EXERCISE OBJECTIVE —
Write out every entry, unchanged. Skip any picture.
■ ■ ■ ■
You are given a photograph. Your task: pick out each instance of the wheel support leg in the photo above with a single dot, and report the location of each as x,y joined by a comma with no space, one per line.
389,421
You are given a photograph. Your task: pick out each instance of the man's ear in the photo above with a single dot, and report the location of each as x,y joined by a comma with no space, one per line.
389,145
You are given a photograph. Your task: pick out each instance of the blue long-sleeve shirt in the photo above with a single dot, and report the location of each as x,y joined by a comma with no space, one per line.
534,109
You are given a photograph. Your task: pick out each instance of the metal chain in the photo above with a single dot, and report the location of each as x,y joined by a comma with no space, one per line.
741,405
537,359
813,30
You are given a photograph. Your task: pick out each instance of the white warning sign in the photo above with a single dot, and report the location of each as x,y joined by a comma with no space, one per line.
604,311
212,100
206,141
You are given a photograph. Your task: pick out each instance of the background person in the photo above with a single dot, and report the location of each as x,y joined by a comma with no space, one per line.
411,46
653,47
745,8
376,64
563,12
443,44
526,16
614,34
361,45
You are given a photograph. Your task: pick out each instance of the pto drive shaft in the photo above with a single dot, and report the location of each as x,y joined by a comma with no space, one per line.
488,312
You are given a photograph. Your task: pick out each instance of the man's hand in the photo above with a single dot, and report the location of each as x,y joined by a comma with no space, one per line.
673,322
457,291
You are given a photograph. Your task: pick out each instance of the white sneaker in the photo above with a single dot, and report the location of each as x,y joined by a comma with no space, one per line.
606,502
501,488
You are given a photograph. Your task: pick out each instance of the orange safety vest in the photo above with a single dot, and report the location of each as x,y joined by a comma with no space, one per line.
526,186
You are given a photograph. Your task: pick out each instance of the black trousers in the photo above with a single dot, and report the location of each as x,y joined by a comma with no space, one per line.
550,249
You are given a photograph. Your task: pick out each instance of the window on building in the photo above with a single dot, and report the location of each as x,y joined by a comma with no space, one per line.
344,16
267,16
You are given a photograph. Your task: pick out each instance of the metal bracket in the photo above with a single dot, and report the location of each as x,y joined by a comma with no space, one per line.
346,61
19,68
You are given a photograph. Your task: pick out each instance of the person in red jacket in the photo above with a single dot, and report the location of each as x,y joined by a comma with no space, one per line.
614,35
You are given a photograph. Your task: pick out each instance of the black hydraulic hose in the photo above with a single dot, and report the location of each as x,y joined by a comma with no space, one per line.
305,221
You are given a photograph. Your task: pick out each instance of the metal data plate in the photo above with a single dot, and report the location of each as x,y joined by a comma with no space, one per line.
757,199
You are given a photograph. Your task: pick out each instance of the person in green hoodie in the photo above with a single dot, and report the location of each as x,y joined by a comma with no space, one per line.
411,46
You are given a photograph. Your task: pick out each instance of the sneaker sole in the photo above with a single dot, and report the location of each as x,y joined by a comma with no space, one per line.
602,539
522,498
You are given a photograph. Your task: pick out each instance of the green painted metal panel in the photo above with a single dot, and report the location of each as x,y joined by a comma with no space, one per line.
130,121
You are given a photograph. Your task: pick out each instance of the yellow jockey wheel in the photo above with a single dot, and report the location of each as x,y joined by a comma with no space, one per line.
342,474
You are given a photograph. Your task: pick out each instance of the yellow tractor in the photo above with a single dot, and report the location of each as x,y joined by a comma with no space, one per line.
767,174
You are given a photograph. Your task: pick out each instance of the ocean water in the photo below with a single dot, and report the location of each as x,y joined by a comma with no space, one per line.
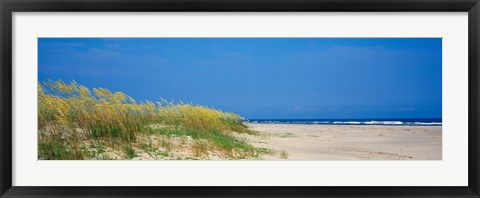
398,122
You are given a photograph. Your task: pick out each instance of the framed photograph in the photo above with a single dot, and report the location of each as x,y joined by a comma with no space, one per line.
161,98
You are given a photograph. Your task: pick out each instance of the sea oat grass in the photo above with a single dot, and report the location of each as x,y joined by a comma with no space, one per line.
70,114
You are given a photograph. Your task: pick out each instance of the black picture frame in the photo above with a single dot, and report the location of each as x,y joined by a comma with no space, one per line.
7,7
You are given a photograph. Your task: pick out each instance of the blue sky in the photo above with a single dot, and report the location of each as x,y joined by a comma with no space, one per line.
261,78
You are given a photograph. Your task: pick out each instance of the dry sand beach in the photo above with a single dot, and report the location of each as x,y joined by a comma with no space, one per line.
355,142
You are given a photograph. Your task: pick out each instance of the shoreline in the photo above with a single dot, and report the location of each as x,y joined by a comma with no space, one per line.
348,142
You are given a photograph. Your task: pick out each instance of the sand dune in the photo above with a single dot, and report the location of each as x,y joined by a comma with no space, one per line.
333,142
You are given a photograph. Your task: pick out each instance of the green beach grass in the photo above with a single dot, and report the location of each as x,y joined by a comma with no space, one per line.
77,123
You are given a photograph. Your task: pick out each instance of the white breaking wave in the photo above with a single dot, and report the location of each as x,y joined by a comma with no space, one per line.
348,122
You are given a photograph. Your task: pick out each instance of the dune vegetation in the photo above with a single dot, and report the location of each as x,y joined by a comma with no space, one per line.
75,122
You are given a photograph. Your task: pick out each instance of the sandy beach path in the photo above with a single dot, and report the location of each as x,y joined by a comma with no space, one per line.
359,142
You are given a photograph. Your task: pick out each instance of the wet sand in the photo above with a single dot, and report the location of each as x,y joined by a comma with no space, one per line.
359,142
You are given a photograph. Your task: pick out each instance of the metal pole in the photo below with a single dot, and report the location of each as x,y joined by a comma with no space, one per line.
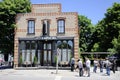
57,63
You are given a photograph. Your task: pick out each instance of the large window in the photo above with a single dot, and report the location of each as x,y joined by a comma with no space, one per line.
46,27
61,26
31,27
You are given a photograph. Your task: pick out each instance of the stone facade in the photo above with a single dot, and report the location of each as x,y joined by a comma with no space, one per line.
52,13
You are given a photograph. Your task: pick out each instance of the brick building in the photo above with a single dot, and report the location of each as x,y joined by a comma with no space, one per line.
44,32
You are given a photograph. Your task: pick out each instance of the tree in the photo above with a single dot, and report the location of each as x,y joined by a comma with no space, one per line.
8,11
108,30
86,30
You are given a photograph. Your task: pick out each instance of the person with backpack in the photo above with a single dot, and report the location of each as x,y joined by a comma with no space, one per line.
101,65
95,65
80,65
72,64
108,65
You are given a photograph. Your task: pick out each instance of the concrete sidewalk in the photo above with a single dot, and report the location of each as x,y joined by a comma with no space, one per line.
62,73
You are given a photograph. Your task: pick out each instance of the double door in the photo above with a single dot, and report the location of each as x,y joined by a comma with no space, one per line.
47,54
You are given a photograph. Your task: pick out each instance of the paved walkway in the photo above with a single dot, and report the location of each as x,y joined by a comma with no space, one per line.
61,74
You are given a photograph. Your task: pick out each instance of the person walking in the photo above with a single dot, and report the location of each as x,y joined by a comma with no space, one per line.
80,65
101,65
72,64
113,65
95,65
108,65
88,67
■ ■ ■ ■
SOLUTION TO THE EXERCISE —
You are given a photograph. Your task: pick out each instance of the wheel support leg in the photo above with a single dot, and report the location of each as x,y joined by a comma with no space, one per line.
389,421
You are given a photograph. Your task: pick out each instance of the man's ear in the photo above with a single dot, and report the location of each as x,y joined by a comma with no space, one per line.
389,145
You are given a photograph. Your task: pick out each instance of the blue long-sleeve shirt in the photo above with a single dot, and report the location of each as x,y joined by a comma with no space, one per line.
534,109
You are given a photograph. Your task: pick out each instance of the metal chain in the photo above with a single dot, and report the location of each as x,y joined by a comma with no space, one per line.
741,405
537,359
813,30
You are given a photograph. Your task: pick out each instance of the white warning sign in the photo above with a single dot, and report the location of each as x,y joined by a comma with no space, one per line.
604,311
212,100
206,141
You are given a photograph. Your task: pick out each instance of the background person in the photo above with a single dot, and report the location of each as x,y joined by a comma with no space, one per line.
411,46
653,47
745,8
376,64
563,12
443,44
526,16
614,34
361,45
You are given a photograph. Your task: pick out each instance of the pto drive shaft in the photo above with a single dot, and report the location of each as x,y joined by a comma with no space, one per line.
488,312
You are given a photograph. Your task: pick out each instance of the man's hand in the photo above with a single dot, and report the location of each as x,y joined by a comma with no space, one per line.
673,322
457,291
You are given a photograph. Your task: pick out each instance of the white sneaker in the photo above with a single dot, and report the location of each as x,y joined by a comma with no space, one per line.
606,502
501,488
You are given a photograph. Your task: pick out each instance of the orange safety vest in the photo above with a single dot, and report the location of each as x,y joined by a comma with no space, one per line.
526,186
You are given a photograph. Your task: pick out each instance of the black trousers in the photo above with a single dot, and report the location of each as x,y joined by a comma with no space, one per line.
550,249
You are given a photograph. Your task: pick out each instance of the window on building in the photo above with a single dot, and report the location of each as x,y joined by a comma with no space, one per line.
344,16
267,16
You are given a photograph. Your task: pick out each instance of the metal bracket in the photo above with a single dot, and report the location of each as x,y joined by a comma with no space, one per line.
346,61
19,68
You are given a photograph. Your task: pick out each instance of the person in red jacket in the photo above with a single dot, and report the location of each as x,y joined by a comma with no space, one per line.
614,35
You are given a photograph. Your task: pick out each instance of the black hydraulic hose in the photo above with a single dot, and report the location of each as x,y joined by a comma with no space, one per line.
305,221
You are given a photograph. Your task: pick out each instance of the metal data plate in the photo above with a single dot, and report the location of each as x,y joined by a comma with no space, one per line.
757,199
You are given a photograph. Your task: pick out each instance of the person in green hoodie in the photo above with a single dot, and report the location of each as x,y joined by a comma with no space, one per line.
411,46
You are given a photograph. Your task: pick out each instance of the sneaker sole in the photo above with a single dot, and report the location of each as x,y joined by a comma with no space, one per line.
602,539
522,498
You are given a photograph. Your task: pick out each instance of the green painted metal panel in the photo above with a single dot, and report the location of each as x,y joined by a comma with no space, one per line.
130,121
You are given a photograph. Your task: pick out each instance of the yellow jockey wheel in the photo above with a single dot, and report the location of each as x,y joined by a comma with no space, one per line.
342,474
You are given a photograph. Your task: pick out each instance of the yellow tractor in the photo above with a single dot, and report the location of each as x,y joined by a comma with no space, one per line.
767,174
You are given a photograph. Your task: pick out each instance of the ocean water in the photo below with a single dot, and report the location of each as x,y joined by a comma with no space, one per line.
398,122
You are given a photograph. Your task: pick out each instance of the framed photograph in the photo above with a single dot, and report the location of each as x,y joined by a comma with no space, one per line.
161,98
You are given a photograph. Your task: pick out each instance of the sea oat grass in the photo above with a single dot, and report the location of each as x,y joined by a comma with no space, one per line.
70,114
You are given a photograph. Your task: pick out each instance of the black picture frame in the photo above with a single dot, and report the location of each as x,y joined by a comma with no space, one per line.
7,7
You are given a photograph. Your task: pick out each instance of the blue sky in the photo above with a single dot, and report the location of each as x,y joined by a comma with no space, one per line.
261,78
You are given a photograph. Your task: pick out each instance of the dry sand beach in the photo above with a single dot, and report the location of each as x,y joined by a comma with no space, one per line.
355,142
You are given a photograph. Your task: pick out each instance of the shoreline in the photo above with a single dot, and report the location of each as x,y joined by a comma with no space, one per line.
348,142
You are given a photograph. Your task: pick out each instance of the sand dune in the photo above with a single dot, and report the location of each as x,y joined by a comma with no space, one per line.
333,142
You are given a photograph. Your task: pick out each instance of the green beach grass in the photo above with a single dot, and report the location of each as x,y joined by a comma with no space, one per line.
77,123
You are given a photograph. Your task: pick out each instance of the white breaking wave in the photo above with a single dot, and report the location of each as x,y joined by a comma with no space, one per line.
348,122
You are given a photograph. Your task: pick out each instance of the dune vegetation in the photo above with a single dot, and report the location of each as x,y joined by a comma with no space, one per line.
75,122
You are given a photograph. Your task: pick out each instance of the sandy beach path in the photo above with a single dot, and report the location of each as x,y joined by a comma with no space, one per line.
359,142
You are given a photograph. Your task: pick out each instance of the wet sand in the photo above with a single dot, and report the location of each as x,y joined by a comma with no space, one per line.
359,142
You are given a photograph. Your task: pick out each instance of the metal pole in the photo below with a single dot, and report the location of each as x,y joined by a comma with no space, one per line.
57,63
You are given a photograph. Your task: pick out each instance of the large window in the photo above with a single dot, and report the location of each as x,y joined by a comma with no space, one per line.
46,27
61,26
31,27
You are given a photograph. Your task: pick out each instance of the stone facade in the photo above with a single dot, and report the location of each as x,y joined by a comma with no space, one per line.
52,13
You are given a photograph. Your task: pick out each instance of the brick building in the photo above with a single dot, and report the location of each as x,y joined by a comma with no space, one per line.
44,32
You are given a photograph. Your task: pick out each instance of the tree in the photo above with a single dot, and report the location of each as x,y joined by a comma with no space, one per line.
8,11
108,30
86,30
You are given a photograph. Your task: pick out each instance of the person with backpack in the photo above with a single dot, and report the location of each as x,y joined by a comma with no space, one per line.
101,65
95,65
80,65
72,64
108,65
You are given a photograph. Your task: pick out each instance of the concrete sidewalk in the photo above with a single dot, and report the location of each as x,y joined by a comma with no space, one per line.
62,73
You are given a photograph. Your task: pick out each instance of the double door in the photo above with a single dot, and report the location of each as x,y joined by a comma with no space, one per line.
47,54
You are given a photograph. Your task: pick out each instance of the paved walkway in the photo above with a single dot, and report the location of each as x,y joined by a comma with no space, one per line.
61,74
You are given a photograph. Your task: pick out each instance of the person walking in the photo above with a single dot, and report the location of each as x,y joined by a comma with no space, one per line.
80,65
101,65
72,64
113,65
95,65
108,65
88,67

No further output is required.